• _TEXT SEGMENT_
---*---
NVIDIA Is Right: Higher Hz Rates Help With Battle Royale Games

By Patrick Moorhead - March 7, 2019

There has been some discussion in the gaming and financial community if it makes sense for hugely popular Battle Royale games like PUBG, Fortnite and the recently released Apex Legends, to benefit from a high-end GPU. When I saw NVIDIA’s headline on its analysis, I thought, “duh” everybody knows this. Apparently, everyone doesn’t know this as NVIDIA poured an incredible of time and money into the analysis showing what I thought was obvious.

I could see how this misunderstanding happened as Battle Royales aren’t necessarily as graphics-rich as another kind of AAA games and gamers might run them at a lower resolution on lower-end graphics solutions. However, what some are missing is that playing at higher refresh rates on higher frequency displays with higher DPI mice helps gaming performance. NVIDIA showed that when using a higher-performance graphics card like the RTX 2080 versus a lower end one, gamers can get between 5-6X lower latency.
---*---
• _SUPPLIED MATERIAL_
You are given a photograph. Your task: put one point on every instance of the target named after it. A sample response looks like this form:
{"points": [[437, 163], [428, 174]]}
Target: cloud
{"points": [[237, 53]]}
---*---
According to the Battle Royale article, how much lower latency can gamers get with a higher-performance graphics card like the RTX 2080 than with a lower-end one?

• _EXERCISE SOLUTION_
Between 5-6X lower latency.